> [WORK TO BE COMPLETED]: Rewrite the material from the line that contains "The client would like the smiling" through the line that contains "[0,0,537,494]", swapping "microphone" for "headset" and changing nothing else.
-*-*-
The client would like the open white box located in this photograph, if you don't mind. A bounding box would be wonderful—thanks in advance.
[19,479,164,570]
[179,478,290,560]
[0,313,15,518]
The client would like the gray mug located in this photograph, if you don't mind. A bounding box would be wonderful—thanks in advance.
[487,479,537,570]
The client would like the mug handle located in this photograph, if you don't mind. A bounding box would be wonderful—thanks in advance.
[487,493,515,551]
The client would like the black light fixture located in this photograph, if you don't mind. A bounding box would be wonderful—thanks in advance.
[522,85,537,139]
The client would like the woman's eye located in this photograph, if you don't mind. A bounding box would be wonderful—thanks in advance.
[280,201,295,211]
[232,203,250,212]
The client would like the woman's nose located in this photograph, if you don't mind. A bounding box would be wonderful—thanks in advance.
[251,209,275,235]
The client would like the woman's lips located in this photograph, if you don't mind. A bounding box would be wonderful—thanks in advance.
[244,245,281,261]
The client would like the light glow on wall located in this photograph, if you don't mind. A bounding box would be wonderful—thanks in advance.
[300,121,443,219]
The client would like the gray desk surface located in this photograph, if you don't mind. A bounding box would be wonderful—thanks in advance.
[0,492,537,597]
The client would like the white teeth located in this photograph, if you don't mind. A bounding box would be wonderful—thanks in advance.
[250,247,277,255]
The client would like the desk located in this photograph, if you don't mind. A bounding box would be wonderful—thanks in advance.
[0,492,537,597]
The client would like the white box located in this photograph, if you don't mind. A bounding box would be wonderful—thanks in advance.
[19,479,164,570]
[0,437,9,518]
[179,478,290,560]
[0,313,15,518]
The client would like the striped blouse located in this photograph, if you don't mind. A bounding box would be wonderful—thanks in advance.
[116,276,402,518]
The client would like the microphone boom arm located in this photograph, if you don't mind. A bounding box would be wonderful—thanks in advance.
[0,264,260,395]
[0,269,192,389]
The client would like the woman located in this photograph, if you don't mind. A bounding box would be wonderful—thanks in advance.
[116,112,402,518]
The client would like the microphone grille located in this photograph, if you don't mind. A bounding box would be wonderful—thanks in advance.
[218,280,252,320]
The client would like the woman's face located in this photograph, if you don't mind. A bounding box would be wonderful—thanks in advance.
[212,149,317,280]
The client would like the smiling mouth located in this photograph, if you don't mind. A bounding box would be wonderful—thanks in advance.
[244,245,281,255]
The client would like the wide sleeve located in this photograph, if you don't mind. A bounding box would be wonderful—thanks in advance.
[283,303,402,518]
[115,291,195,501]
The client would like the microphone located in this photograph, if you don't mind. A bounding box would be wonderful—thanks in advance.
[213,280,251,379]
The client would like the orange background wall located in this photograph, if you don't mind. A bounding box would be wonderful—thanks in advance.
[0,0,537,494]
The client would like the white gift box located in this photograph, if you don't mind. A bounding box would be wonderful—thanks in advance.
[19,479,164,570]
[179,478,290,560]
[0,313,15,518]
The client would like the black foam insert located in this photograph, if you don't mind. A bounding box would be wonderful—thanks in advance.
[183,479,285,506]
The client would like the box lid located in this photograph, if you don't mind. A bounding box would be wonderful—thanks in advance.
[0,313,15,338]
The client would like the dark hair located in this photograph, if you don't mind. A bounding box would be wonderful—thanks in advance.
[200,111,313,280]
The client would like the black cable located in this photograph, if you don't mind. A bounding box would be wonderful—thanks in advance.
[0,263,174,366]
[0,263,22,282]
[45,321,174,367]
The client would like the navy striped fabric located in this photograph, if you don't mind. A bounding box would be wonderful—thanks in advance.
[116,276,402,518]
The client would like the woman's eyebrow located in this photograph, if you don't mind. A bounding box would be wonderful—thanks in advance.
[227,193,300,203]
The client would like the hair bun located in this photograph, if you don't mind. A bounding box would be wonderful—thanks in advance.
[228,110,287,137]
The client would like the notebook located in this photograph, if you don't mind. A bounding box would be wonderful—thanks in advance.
-*-*-
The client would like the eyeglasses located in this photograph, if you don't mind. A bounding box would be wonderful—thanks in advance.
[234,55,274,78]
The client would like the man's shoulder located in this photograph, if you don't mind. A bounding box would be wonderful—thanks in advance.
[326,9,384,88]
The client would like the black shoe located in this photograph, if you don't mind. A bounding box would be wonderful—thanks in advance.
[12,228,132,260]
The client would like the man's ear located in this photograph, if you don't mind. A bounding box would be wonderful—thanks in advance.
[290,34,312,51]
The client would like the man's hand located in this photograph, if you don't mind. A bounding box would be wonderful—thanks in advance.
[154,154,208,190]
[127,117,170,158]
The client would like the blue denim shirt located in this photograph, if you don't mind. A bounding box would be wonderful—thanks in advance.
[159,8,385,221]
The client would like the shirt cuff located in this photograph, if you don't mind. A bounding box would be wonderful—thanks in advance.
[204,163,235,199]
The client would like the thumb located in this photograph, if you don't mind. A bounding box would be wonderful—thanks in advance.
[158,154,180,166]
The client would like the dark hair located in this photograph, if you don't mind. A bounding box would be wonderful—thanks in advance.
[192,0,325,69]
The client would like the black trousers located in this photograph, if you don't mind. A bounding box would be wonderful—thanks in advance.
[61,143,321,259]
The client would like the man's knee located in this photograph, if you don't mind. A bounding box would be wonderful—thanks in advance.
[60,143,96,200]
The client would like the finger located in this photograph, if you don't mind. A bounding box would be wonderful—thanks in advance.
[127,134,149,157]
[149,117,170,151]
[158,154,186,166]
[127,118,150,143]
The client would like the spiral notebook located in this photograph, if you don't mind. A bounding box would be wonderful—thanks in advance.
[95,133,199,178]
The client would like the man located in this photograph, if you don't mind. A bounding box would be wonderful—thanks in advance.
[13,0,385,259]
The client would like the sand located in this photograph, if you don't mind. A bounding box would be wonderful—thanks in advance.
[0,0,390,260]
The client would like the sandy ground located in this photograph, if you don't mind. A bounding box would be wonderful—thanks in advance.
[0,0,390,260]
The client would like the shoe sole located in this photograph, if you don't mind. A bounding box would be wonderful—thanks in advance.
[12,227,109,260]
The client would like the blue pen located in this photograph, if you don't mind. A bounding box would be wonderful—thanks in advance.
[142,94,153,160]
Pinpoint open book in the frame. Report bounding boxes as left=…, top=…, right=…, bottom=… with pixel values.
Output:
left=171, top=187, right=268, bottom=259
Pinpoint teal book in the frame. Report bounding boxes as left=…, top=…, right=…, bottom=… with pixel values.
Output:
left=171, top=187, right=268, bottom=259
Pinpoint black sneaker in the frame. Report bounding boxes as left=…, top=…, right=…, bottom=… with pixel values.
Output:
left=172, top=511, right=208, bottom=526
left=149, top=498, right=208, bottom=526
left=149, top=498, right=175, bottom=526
-*-*-
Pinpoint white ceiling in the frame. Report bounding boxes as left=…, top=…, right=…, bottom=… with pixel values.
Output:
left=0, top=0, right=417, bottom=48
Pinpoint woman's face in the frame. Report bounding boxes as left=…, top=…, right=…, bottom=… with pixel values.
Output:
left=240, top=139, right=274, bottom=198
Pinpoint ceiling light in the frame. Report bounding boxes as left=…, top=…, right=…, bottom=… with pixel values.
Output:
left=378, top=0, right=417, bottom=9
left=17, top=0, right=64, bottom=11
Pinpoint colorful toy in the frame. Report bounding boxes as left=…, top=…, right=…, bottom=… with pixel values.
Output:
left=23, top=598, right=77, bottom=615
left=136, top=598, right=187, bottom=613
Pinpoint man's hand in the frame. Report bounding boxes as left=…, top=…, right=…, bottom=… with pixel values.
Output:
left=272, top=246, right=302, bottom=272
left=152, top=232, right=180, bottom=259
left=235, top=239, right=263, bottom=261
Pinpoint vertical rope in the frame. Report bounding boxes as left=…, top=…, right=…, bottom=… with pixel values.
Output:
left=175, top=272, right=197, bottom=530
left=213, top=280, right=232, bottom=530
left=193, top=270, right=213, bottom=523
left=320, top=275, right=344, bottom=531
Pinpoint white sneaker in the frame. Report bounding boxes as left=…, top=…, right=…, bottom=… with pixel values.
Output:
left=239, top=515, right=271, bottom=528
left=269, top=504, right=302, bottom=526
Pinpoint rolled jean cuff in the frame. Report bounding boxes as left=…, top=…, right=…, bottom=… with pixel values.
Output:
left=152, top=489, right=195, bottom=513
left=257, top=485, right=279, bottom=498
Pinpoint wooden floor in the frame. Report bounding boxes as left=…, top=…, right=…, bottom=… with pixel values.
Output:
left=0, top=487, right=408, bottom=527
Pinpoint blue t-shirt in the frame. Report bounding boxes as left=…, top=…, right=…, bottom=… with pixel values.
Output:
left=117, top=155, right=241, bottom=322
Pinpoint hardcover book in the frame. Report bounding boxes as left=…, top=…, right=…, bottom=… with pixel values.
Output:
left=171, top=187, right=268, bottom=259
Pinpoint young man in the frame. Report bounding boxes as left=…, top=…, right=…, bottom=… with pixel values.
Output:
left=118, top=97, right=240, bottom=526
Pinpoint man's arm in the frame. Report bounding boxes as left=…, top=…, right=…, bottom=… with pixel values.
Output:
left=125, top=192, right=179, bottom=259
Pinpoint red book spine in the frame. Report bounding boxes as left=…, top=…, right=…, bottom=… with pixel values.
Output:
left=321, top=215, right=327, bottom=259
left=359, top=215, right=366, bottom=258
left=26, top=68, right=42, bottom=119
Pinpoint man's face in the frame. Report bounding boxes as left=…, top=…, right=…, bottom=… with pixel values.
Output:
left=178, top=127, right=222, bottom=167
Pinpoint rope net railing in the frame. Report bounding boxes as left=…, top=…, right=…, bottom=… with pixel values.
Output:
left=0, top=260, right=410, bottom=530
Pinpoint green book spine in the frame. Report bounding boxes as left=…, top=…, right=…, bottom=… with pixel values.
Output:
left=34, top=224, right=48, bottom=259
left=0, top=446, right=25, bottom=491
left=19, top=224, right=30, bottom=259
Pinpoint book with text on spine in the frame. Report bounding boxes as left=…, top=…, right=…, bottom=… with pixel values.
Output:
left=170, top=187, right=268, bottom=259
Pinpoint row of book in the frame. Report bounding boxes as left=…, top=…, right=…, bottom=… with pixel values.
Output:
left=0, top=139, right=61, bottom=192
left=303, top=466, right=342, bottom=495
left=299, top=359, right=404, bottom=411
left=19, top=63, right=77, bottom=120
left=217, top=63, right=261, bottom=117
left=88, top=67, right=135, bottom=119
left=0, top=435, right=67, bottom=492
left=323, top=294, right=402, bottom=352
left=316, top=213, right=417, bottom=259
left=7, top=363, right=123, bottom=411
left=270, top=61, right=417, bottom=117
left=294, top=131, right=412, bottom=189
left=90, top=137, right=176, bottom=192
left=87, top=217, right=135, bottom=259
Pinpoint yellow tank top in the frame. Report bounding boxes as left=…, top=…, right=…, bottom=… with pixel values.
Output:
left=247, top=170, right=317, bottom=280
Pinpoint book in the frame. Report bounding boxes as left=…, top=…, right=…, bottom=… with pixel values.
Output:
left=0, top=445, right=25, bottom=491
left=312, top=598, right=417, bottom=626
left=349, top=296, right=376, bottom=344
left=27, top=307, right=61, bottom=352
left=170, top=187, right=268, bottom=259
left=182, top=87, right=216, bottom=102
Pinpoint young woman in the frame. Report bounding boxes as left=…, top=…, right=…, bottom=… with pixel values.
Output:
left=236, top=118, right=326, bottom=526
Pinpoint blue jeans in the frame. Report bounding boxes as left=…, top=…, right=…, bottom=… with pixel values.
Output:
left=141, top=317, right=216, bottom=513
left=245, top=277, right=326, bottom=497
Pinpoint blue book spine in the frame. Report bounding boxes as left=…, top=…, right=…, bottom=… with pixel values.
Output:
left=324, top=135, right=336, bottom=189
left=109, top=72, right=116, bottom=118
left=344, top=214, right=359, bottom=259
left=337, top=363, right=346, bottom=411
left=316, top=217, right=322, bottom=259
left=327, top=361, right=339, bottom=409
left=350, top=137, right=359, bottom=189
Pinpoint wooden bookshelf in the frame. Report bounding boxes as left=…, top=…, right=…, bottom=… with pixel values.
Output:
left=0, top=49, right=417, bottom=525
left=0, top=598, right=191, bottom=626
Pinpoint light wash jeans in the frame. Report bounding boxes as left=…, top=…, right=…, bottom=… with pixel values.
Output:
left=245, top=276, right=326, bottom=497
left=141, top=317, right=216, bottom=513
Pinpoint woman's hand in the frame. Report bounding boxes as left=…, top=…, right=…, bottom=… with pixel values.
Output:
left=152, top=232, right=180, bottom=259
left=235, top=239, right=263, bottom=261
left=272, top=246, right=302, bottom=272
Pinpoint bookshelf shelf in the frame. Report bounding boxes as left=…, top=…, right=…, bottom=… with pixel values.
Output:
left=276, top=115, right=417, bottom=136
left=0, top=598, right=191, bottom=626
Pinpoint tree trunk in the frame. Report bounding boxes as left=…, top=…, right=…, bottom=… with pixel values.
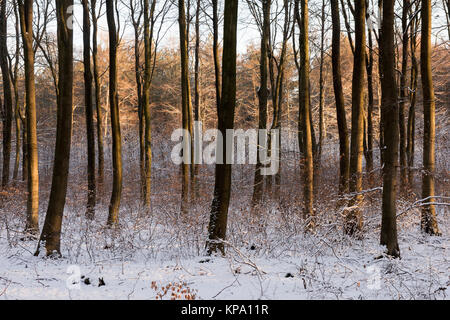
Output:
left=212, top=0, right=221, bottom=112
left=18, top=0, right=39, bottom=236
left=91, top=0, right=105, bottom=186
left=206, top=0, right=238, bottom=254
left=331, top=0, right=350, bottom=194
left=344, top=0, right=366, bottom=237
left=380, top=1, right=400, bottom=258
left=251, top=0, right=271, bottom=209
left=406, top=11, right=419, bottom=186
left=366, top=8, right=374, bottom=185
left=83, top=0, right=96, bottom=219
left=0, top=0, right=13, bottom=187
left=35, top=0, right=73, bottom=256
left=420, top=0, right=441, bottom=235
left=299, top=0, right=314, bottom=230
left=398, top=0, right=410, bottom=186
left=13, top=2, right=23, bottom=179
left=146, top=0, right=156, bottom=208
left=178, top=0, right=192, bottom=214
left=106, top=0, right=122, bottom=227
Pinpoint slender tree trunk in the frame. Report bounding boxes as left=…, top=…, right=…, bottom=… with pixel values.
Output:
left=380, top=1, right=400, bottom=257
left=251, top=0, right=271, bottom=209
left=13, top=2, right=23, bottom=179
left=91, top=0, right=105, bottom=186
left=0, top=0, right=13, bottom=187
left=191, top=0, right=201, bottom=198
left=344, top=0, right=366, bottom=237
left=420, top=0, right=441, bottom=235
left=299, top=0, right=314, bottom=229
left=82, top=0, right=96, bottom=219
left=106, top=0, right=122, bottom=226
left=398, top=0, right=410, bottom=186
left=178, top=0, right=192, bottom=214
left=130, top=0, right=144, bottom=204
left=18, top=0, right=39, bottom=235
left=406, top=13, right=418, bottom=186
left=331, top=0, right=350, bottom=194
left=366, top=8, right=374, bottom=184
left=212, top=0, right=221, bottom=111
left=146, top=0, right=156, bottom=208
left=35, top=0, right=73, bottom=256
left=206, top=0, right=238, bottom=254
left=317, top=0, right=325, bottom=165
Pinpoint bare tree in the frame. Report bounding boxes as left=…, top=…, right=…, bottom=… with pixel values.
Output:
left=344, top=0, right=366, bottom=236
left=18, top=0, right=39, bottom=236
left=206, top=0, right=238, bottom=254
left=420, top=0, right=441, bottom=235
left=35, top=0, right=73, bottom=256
-*-*-
> [SOLUTION]:
The client would like the smiling mouth located in this photograph, if you don't mind. A bounding box would be wonderful—thanks in advance.
[244,245,281,255]
The client would like the wide sleeve located in this photograph, if you don't mind. A bounding box would be wonderful—thanks in advance.
[283,303,402,518]
[115,291,195,501]
The client would like the headset located in this photograph, if you don't mind. A bounding box would be wonderful—thanks in advance.
[213,280,251,379]
The client would like the orange background wall located in this photograph, if you don't mind. A bounding box would be wonderful—thanks in advance.
[0,0,537,494]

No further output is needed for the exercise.